Rewrite the rows below as a numbered list, omitting any blank lines.

..........

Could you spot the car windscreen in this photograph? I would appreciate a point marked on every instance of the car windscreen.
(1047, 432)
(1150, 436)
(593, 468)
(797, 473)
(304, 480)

..........

### IN RESPONSE:
1. Could you spot the car windscreen in this photograph? I would appreciate a point marked on every instance of the car windscreen.
2. (1047, 432)
3. (1150, 436)
4. (593, 468)
5. (797, 473)
6. (304, 480)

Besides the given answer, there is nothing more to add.